──────── DATA IN THIS EXERCISE

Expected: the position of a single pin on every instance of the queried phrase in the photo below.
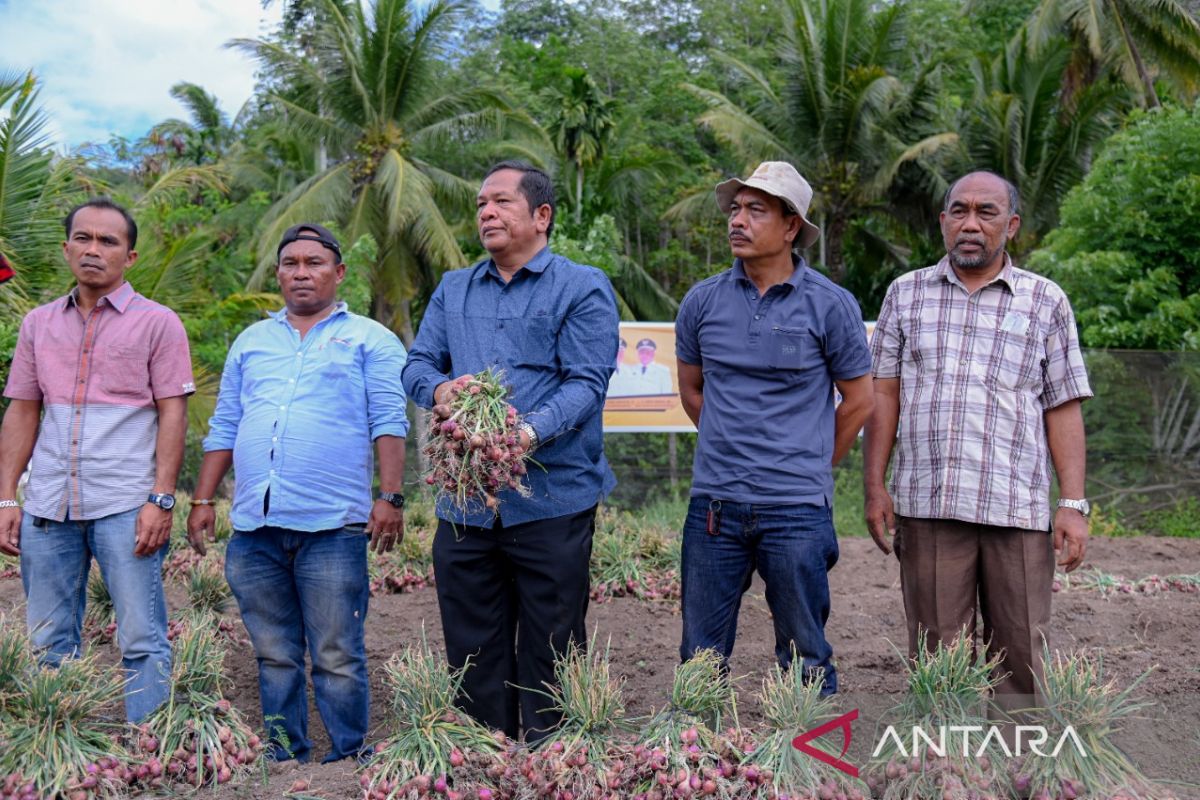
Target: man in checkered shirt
(978, 384)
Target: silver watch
(1081, 506)
(525, 427)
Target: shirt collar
(281, 316)
(119, 298)
(537, 264)
(943, 271)
(798, 268)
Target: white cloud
(106, 66)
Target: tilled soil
(1134, 632)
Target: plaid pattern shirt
(977, 372)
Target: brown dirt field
(1134, 632)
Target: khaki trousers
(946, 565)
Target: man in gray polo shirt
(760, 349)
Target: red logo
(802, 743)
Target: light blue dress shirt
(300, 416)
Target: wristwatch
(525, 427)
(165, 501)
(1081, 506)
(395, 498)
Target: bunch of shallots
(474, 445)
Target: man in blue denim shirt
(760, 349)
(551, 325)
(304, 395)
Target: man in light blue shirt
(304, 395)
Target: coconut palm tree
(581, 125)
(35, 191)
(1121, 34)
(1020, 125)
(365, 89)
(834, 107)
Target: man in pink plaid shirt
(978, 388)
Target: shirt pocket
(534, 342)
(125, 371)
(1017, 361)
(791, 348)
(342, 364)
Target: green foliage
(1180, 519)
(1128, 251)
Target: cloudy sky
(106, 66)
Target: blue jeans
(55, 558)
(306, 590)
(793, 547)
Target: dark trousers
(511, 597)
(946, 565)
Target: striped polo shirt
(97, 378)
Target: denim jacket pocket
(534, 341)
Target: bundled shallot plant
(435, 750)
(55, 739)
(1078, 696)
(197, 737)
(948, 685)
(474, 446)
(571, 761)
(792, 704)
(678, 752)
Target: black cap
(310, 232)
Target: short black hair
(1014, 198)
(535, 186)
(131, 228)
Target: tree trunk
(1147, 85)
(672, 461)
(579, 194)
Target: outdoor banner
(643, 394)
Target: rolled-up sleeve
(227, 416)
(171, 360)
(687, 336)
(846, 348)
(587, 352)
(887, 341)
(383, 366)
(1065, 376)
(23, 373)
(429, 360)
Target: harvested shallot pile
(474, 446)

────────────────

YOUR OBJECTIVE.
Beginning at the line containing "Target: khaki trousers", repeat each line exactly through the last line of the entries, and include no other lines.

THE ANSWER.
Target: khaki trousers
(946, 565)
Target: man in gray polo shirt
(760, 349)
Target: red logo
(802, 743)
Target: light blue dress shirt
(300, 416)
Target: wristwatch
(525, 427)
(165, 501)
(1081, 506)
(395, 498)
Target: bunch of shallots
(474, 445)
Target: man in blue denim shirt
(760, 349)
(551, 325)
(304, 395)
Target: man in light blue shirt
(304, 395)
Target: coconut palm tree
(581, 125)
(35, 191)
(1121, 34)
(1020, 125)
(365, 89)
(834, 107)
Target: man in pink plaid shirt
(978, 388)
Target: shirt pocket
(534, 342)
(125, 371)
(1017, 361)
(791, 348)
(342, 364)
Target: green foliage
(1180, 519)
(1128, 251)
Target: cloudy sky
(106, 66)
Target: blue jeans
(55, 558)
(306, 590)
(793, 547)
Target: dark trousers
(511, 597)
(946, 565)
Target: striped polo shirt
(97, 378)
Target: denim jacket pocket
(534, 341)
Target: bundled shallot plant
(435, 750)
(55, 739)
(1078, 696)
(197, 737)
(948, 685)
(474, 446)
(571, 761)
(792, 704)
(678, 752)
Target: black cap
(310, 232)
Target: short black hair
(1014, 198)
(535, 186)
(131, 228)
Target: tree trunk
(1147, 85)
(672, 461)
(579, 194)
Target: outdoor banner
(643, 394)
Target: rolled-up sleeve
(227, 416)
(171, 360)
(687, 336)
(846, 348)
(587, 352)
(887, 341)
(383, 366)
(1065, 376)
(23, 373)
(429, 360)
Target: harvested shallot pile
(474, 446)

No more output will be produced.